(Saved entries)

************

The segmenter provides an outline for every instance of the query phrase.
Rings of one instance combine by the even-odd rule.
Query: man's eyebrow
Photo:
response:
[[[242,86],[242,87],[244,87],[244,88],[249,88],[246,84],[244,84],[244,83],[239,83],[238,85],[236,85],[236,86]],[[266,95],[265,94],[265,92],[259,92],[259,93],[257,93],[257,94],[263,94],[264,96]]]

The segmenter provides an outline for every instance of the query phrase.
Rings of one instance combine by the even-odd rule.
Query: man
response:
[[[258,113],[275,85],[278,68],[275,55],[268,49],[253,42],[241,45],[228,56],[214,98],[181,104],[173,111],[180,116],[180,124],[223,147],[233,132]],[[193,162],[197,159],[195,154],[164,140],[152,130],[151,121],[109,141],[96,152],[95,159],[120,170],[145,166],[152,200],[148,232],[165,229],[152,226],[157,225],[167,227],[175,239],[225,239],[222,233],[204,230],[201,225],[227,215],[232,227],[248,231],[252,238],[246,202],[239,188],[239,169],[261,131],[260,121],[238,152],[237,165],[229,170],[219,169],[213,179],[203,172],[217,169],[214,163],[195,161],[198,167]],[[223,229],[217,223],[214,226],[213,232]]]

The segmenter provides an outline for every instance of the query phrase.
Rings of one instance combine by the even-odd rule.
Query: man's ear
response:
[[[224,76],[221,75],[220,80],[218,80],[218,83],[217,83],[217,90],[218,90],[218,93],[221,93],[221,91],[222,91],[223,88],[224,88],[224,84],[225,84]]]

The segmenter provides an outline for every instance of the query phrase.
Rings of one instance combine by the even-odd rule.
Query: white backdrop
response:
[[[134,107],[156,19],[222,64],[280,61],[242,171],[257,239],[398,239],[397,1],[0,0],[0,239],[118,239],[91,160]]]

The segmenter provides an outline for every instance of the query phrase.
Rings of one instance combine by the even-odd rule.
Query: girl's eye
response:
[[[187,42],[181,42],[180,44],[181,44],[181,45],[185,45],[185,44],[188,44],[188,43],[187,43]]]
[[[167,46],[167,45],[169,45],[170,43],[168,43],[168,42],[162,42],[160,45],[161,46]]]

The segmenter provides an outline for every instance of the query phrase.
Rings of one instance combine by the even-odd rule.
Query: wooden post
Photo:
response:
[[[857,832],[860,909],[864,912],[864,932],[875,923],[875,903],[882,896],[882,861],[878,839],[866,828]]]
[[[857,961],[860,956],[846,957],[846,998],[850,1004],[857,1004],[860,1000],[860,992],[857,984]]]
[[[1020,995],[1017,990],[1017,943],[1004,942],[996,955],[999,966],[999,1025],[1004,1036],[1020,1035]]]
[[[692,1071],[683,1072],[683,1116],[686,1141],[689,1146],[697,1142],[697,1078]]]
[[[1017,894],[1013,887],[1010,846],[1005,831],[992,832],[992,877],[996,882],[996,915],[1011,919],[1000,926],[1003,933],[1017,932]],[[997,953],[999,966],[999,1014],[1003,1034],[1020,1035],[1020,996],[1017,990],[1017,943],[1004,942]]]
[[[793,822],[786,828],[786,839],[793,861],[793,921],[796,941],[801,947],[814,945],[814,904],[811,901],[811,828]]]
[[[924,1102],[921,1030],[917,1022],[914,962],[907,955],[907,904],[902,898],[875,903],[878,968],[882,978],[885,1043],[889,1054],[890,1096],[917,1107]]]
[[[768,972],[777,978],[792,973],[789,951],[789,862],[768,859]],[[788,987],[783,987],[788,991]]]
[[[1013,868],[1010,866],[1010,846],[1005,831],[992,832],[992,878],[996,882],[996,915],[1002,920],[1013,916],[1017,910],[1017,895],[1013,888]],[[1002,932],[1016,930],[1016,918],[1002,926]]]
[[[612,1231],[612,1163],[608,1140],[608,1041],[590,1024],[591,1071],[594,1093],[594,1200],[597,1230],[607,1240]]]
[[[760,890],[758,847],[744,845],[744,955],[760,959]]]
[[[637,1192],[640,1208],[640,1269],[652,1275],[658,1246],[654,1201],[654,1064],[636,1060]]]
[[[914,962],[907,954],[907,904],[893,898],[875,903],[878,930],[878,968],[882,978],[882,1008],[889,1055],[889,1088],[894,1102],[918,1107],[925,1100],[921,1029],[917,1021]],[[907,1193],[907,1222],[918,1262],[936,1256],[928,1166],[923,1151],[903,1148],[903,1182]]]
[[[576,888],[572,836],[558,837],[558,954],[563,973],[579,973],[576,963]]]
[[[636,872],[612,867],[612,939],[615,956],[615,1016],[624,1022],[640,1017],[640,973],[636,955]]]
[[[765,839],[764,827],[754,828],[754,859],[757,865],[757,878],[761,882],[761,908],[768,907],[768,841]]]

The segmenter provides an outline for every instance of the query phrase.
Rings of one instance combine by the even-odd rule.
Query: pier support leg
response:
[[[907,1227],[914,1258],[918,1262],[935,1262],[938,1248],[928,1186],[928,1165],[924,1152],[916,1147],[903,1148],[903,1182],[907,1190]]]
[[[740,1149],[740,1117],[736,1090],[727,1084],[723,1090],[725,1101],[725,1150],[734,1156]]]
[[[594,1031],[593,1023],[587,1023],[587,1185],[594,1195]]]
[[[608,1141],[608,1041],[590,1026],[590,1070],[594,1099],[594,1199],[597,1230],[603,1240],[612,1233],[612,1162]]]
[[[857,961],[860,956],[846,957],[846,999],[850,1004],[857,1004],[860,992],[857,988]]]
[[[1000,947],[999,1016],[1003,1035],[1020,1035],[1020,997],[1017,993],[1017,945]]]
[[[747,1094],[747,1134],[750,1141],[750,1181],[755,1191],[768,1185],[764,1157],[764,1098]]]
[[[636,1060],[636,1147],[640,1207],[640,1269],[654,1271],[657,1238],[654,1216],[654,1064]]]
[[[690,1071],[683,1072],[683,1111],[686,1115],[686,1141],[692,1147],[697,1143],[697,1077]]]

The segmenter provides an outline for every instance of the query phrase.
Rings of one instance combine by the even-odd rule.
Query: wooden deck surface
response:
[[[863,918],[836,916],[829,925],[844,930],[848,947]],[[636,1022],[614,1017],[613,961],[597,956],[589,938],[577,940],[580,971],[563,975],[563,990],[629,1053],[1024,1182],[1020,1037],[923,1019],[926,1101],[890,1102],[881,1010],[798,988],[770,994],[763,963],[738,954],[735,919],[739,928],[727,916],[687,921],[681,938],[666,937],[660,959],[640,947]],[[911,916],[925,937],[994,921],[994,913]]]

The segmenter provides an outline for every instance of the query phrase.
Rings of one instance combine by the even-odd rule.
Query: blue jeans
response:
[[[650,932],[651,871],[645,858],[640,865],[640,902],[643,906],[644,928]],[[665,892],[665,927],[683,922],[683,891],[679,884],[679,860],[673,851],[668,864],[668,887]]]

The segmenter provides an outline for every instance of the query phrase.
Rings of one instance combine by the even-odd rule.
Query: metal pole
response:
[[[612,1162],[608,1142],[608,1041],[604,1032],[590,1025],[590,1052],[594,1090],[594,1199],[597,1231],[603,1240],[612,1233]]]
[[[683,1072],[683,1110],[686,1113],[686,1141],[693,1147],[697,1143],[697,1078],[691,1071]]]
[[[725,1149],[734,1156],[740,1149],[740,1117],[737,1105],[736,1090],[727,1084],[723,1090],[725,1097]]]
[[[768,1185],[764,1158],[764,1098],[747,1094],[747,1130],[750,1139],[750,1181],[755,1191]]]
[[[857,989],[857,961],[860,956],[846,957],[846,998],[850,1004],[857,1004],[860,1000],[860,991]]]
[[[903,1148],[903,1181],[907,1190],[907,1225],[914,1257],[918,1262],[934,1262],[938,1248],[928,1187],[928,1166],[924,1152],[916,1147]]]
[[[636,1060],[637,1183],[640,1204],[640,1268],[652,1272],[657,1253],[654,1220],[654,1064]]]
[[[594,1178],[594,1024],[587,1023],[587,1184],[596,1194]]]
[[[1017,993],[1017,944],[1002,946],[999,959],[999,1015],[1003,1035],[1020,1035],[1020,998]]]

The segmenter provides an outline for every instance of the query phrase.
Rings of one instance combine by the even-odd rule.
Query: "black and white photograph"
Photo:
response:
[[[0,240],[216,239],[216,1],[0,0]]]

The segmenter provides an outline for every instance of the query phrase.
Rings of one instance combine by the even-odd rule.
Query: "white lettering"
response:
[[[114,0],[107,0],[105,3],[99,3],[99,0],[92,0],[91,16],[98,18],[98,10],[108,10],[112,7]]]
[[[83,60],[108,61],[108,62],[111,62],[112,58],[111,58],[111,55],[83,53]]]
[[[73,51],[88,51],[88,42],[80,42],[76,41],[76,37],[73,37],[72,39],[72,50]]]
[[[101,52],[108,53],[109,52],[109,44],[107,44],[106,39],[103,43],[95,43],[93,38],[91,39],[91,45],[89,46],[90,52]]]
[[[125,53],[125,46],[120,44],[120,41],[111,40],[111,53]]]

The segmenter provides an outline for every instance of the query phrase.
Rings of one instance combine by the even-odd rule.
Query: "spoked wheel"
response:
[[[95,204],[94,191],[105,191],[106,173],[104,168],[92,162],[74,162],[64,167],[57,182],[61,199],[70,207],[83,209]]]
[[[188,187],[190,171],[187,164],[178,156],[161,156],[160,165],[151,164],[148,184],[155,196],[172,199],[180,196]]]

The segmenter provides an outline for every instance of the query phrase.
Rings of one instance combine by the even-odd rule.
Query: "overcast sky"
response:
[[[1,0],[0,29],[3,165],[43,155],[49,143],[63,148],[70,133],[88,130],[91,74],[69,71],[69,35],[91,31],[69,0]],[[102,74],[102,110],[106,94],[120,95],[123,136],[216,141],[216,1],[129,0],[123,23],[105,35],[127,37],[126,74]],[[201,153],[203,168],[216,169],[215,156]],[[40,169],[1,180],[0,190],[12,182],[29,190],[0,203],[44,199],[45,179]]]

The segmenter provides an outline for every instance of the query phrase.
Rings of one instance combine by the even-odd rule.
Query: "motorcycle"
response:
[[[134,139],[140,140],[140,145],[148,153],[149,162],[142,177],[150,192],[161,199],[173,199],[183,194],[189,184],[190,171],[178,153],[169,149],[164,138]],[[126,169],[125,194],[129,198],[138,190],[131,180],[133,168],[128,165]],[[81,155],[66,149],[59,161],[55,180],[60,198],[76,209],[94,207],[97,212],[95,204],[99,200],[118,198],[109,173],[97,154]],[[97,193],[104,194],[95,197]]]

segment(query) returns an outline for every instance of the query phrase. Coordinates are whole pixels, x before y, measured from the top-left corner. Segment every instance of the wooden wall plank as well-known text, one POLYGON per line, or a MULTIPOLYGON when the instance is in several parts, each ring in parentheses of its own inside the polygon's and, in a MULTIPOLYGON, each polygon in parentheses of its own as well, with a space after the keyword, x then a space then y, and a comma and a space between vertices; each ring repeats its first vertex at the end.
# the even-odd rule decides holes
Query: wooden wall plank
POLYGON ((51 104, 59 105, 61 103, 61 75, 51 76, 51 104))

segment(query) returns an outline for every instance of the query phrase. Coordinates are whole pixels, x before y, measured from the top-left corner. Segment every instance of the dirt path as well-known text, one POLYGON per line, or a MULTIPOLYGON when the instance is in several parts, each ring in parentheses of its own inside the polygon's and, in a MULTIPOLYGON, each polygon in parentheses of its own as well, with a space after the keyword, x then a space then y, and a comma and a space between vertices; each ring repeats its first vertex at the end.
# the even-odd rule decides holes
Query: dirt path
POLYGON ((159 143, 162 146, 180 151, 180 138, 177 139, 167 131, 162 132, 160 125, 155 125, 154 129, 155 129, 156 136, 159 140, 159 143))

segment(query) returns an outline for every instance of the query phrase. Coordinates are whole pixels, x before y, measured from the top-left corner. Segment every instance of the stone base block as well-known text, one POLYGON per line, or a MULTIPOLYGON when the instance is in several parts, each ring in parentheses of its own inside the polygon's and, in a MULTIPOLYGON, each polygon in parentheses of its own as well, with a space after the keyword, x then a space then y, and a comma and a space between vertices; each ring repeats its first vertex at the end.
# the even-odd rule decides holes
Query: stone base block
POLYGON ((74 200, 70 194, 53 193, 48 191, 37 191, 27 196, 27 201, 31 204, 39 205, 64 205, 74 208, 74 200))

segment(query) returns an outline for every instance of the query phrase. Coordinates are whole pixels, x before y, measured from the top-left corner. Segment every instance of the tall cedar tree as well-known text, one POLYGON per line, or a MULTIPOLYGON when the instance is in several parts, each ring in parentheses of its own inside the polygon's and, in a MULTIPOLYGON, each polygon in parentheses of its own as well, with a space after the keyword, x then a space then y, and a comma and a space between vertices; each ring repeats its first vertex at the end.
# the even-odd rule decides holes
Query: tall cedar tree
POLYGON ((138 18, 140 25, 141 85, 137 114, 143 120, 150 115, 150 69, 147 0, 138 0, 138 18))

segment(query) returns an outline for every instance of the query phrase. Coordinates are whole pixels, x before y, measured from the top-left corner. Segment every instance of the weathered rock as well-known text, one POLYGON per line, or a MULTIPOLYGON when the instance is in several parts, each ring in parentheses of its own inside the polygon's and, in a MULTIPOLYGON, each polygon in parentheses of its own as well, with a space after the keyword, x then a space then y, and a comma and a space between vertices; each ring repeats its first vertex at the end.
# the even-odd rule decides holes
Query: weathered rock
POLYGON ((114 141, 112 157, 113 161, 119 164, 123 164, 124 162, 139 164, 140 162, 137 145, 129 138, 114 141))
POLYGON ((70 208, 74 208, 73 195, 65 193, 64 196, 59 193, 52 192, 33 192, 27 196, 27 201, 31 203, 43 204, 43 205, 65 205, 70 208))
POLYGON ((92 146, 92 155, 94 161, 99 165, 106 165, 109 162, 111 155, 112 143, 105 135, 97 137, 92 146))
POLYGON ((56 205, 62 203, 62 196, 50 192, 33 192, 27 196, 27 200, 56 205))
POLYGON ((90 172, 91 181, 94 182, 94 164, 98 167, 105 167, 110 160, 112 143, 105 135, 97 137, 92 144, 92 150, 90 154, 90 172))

************

# [Problem description]
Return all lines from the data that include the string "white".

# [Response]
Query: white backdrop
Query: "black and white photograph"
Query: "white lettering"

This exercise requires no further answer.